GIVEN INFORMATION:
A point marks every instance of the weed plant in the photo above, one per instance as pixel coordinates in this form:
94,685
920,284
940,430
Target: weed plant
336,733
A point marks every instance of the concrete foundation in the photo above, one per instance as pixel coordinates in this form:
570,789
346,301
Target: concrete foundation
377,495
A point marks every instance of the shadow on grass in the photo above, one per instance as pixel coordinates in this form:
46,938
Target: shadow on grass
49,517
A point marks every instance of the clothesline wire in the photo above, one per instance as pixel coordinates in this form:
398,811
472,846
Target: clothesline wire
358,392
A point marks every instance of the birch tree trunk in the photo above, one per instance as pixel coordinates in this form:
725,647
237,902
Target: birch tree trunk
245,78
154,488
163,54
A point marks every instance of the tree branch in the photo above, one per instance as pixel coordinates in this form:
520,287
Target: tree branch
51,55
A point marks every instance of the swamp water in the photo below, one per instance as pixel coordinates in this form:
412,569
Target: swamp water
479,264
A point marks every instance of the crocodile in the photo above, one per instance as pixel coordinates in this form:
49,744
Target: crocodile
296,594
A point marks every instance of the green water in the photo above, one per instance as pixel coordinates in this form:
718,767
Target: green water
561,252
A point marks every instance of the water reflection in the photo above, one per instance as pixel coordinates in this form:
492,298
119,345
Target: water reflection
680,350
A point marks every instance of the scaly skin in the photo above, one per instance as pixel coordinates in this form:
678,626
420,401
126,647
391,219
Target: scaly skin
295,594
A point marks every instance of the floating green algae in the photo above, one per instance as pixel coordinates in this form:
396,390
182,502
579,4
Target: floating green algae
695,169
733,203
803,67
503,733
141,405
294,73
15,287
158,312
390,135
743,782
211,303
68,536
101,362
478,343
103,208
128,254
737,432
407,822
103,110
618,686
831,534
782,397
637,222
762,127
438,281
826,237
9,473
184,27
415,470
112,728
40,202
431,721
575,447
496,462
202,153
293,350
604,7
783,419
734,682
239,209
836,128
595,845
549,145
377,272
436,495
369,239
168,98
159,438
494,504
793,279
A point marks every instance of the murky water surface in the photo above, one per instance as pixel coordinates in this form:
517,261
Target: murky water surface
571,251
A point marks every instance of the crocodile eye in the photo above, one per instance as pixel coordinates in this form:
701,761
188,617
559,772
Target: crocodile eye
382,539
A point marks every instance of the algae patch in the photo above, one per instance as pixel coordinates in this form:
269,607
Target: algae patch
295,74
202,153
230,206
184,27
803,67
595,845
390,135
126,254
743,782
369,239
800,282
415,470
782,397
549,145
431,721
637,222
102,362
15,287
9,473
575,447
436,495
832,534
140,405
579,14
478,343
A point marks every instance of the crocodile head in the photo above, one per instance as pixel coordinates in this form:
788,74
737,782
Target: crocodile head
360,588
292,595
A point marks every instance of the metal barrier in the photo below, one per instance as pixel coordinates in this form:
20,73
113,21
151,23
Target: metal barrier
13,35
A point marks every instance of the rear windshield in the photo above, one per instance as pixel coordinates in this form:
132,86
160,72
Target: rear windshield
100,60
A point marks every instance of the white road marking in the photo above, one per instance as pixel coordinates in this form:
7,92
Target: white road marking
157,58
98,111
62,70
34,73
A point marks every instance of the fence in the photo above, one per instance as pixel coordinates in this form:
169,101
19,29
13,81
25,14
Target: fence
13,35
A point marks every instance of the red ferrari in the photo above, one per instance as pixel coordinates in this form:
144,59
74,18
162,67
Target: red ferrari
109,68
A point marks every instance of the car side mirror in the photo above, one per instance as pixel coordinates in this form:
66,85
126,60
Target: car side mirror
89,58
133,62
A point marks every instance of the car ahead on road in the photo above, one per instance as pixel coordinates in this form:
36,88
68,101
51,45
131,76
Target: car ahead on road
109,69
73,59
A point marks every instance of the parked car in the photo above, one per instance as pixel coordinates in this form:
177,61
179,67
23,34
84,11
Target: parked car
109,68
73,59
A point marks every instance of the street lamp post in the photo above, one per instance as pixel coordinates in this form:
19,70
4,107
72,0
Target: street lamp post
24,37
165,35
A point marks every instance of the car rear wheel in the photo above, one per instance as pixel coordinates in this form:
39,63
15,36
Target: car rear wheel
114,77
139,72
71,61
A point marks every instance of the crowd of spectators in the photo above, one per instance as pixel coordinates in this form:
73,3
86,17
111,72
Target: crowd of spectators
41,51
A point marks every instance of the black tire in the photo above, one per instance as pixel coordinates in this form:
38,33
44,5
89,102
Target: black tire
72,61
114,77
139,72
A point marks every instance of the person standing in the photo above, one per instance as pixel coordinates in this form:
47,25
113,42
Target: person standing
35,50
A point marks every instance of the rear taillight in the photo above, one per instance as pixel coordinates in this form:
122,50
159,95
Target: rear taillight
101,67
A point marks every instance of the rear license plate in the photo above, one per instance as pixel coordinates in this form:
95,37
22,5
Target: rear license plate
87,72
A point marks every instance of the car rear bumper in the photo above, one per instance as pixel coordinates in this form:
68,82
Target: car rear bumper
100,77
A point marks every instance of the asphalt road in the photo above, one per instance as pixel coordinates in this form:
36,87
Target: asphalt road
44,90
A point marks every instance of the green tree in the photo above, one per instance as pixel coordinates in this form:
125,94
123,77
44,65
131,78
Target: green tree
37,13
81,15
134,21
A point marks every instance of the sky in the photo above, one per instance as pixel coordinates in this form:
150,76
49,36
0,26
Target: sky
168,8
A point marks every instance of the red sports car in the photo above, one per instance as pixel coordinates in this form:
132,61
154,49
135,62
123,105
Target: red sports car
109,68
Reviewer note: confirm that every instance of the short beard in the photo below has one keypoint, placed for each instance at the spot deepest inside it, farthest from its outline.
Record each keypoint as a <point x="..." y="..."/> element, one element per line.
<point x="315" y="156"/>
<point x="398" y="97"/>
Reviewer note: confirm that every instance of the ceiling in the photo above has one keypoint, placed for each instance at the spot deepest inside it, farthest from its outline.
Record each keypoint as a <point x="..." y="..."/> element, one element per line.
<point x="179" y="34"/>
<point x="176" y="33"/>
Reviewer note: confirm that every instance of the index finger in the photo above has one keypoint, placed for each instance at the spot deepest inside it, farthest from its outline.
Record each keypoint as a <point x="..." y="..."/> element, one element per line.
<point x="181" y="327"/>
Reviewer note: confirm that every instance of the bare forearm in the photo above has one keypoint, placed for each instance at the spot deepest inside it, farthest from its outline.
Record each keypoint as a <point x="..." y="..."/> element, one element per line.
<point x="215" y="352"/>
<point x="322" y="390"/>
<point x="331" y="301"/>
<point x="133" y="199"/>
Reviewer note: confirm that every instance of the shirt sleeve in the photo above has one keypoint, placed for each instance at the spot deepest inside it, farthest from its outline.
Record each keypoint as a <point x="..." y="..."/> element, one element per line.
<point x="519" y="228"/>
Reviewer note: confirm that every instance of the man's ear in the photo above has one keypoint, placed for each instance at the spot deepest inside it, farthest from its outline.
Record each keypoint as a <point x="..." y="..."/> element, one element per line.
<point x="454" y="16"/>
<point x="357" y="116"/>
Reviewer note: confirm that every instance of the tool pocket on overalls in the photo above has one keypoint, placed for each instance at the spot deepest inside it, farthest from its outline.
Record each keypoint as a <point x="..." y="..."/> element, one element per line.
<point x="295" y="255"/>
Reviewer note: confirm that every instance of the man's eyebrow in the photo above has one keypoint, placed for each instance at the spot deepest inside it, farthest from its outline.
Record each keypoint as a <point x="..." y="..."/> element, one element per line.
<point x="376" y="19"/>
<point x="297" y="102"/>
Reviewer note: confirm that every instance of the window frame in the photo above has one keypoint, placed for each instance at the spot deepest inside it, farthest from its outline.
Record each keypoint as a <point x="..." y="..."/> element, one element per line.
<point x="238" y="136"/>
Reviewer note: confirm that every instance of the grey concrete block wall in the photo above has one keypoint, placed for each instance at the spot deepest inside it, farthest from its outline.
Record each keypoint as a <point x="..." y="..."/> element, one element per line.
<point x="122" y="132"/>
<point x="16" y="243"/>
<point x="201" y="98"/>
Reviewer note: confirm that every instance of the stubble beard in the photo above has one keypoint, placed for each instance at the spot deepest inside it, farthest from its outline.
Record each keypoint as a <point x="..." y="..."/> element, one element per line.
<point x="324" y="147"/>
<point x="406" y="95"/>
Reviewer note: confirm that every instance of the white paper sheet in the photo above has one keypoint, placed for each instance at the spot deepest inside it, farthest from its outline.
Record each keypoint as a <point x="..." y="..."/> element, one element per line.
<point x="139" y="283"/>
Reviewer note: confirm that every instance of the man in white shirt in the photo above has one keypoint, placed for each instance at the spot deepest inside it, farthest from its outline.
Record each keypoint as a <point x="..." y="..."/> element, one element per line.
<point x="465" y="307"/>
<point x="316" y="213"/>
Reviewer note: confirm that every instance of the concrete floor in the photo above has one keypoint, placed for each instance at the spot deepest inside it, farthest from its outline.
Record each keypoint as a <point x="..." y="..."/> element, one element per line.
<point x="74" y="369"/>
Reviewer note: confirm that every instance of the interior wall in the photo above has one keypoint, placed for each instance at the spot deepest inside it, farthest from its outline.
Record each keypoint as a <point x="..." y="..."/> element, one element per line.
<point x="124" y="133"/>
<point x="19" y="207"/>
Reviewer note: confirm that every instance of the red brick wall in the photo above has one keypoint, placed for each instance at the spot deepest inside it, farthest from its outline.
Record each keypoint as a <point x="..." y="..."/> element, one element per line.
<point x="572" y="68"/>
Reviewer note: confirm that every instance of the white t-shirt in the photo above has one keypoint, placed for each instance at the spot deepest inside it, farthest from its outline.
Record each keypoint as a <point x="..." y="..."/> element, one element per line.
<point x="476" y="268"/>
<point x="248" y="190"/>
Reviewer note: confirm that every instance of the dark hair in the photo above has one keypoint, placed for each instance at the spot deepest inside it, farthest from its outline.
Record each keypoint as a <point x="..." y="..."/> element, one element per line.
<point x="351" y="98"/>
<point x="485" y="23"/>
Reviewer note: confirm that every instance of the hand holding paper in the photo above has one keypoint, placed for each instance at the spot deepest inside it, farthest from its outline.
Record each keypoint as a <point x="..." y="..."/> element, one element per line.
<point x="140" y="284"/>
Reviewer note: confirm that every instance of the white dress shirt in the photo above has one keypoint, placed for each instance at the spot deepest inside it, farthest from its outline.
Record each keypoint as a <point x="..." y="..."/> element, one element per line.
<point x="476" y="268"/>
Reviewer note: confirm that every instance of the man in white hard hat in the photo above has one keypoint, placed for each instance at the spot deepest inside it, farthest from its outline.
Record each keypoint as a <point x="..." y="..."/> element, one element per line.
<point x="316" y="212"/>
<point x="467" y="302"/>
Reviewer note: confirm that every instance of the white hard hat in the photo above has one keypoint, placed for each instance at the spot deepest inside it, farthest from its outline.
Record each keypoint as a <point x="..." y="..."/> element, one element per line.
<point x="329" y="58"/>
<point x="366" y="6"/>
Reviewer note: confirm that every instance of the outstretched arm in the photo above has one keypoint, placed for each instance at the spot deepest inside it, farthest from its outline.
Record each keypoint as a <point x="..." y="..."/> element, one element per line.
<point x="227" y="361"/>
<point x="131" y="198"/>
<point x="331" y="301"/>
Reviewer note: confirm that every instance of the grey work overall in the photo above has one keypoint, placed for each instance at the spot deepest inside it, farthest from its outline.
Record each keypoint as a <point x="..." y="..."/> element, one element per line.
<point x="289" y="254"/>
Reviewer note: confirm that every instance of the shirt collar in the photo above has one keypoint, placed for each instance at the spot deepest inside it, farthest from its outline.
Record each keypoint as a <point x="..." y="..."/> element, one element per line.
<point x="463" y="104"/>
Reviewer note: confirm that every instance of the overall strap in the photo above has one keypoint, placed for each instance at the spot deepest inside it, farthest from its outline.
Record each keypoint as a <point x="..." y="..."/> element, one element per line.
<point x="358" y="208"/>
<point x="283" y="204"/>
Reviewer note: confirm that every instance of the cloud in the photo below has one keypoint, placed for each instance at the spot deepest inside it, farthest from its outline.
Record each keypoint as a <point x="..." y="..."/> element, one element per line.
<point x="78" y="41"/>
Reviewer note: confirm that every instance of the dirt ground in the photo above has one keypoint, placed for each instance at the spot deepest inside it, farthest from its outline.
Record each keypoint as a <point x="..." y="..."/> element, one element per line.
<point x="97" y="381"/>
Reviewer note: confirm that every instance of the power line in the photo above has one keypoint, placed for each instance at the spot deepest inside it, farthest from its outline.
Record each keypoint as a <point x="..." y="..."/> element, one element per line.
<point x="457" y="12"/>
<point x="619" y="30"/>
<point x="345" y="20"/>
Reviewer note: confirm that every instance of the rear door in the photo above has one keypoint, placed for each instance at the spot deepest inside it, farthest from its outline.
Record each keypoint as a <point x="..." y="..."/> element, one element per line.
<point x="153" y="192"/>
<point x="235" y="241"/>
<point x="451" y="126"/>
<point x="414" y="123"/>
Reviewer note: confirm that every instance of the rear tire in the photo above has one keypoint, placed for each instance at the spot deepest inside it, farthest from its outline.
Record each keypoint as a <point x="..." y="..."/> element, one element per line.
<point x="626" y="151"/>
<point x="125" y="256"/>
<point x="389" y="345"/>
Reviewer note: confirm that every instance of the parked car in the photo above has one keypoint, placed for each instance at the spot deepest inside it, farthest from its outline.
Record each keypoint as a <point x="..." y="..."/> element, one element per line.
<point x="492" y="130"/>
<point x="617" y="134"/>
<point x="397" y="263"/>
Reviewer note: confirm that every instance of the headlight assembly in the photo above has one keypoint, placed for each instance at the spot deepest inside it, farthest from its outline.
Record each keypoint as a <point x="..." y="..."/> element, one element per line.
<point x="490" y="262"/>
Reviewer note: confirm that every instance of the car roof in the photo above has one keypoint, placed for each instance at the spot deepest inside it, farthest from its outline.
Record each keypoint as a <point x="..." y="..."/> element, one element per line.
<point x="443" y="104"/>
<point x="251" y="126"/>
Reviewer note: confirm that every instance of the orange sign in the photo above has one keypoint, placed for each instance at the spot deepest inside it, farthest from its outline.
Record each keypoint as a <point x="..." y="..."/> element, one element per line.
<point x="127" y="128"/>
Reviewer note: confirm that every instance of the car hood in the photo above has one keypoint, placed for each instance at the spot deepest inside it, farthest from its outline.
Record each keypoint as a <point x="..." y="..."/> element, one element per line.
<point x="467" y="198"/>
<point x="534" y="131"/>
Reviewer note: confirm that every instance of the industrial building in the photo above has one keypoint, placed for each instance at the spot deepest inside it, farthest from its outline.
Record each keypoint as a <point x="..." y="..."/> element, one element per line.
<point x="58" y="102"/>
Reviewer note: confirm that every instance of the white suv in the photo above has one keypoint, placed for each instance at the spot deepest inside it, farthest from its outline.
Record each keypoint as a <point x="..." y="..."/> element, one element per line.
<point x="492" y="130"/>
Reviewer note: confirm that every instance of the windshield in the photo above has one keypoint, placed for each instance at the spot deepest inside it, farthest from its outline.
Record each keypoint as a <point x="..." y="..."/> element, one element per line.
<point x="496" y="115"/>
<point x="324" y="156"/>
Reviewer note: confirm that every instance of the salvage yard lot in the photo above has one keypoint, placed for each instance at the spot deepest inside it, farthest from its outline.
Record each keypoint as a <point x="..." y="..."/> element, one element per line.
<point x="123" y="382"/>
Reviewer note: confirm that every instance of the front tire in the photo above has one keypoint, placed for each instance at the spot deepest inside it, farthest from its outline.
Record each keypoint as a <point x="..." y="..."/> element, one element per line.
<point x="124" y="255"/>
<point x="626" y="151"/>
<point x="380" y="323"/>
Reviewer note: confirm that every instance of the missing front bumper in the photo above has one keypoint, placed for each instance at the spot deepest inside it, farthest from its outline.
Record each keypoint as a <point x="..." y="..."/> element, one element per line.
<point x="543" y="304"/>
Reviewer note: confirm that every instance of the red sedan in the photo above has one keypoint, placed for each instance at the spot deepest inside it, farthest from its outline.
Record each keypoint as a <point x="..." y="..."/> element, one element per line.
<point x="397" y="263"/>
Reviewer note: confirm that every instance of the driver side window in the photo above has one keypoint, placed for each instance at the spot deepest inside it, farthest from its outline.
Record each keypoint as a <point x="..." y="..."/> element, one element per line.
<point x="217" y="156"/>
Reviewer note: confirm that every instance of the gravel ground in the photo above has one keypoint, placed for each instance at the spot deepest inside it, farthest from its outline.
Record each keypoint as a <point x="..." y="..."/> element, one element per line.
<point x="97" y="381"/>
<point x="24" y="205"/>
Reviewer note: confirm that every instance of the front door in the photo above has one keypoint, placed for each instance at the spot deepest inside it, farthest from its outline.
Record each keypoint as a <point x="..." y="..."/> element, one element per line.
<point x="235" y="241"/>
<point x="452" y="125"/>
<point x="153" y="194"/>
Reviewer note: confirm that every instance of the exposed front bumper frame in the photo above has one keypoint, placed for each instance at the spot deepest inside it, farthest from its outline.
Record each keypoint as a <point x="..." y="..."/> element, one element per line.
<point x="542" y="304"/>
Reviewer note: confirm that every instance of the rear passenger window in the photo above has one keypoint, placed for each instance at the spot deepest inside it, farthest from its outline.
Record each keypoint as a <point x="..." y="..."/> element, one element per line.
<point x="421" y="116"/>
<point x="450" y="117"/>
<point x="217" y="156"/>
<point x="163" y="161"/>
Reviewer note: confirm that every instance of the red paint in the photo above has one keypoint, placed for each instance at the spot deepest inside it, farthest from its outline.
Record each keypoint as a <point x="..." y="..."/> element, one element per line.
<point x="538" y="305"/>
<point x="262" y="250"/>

SET EXERCISE: Return exactly the lines of the data, and only those, from the line with "Reviewer note: confirm that every instance of the driver" through the last line, inclusive.

CORRECT OUTPUT:
Reviewer note: confirm that every instance of the driver side window in the photo above has one keypoint, placed for each instance at the spot deepest inside it, farthest from its outline.
Record each keypoint as a <point x="..." y="..."/> element, one element per line.
<point x="217" y="156"/>
Reviewer note: confirm that every instance of the gravel ground in the photo above has one keypoint, placed for each instance at the spot deepest inside it, farthest from its outline.
Record each keypoint as a <point x="..." y="..."/> element, one element per line.
<point x="97" y="381"/>
<point x="24" y="205"/>
Reviewer note: confirm that every instance of the front door in the photo above has one keypoint, placed for each instance at the spot deepest inside it, farthest from its outline.
Record each keypoint as a <point x="..." y="..."/> element, one element per line.
<point x="235" y="241"/>
<point x="452" y="125"/>
<point x="153" y="194"/>
Reviewer note: confirm that every instance of the exposed front bumper frame in the photo above has one keypoint, placed for each instance at the spot deepest inside it, farthest from its outline.
Record each keypoint as a <point x="..." y="..."/> element, one element per line.
<point x="542" y="304"/>
Reviewer note: confirm that every instance of the rear passenger window in the photo above has one keypoint, placed for each instance at the spot deepest inside it, farthest from its outline.
Record each keypoint as a <point x="..." y="..."/> element, one element per line.
<point x="421" y="116"/>
<point x="450" y="117"/>
<point x="217" y="156"/>
<point x="163" y="161"/>
Reviewer note: confirm that every instance of the red paint in the photo above has one keypoint, placed for each instance at the spot deepest inside it, farthest from its outline.
Record each keypoint as a <point x="..." y="..."/> element, one element per line.
<point x="538" y="305"/>
<point x="262" y="250"/>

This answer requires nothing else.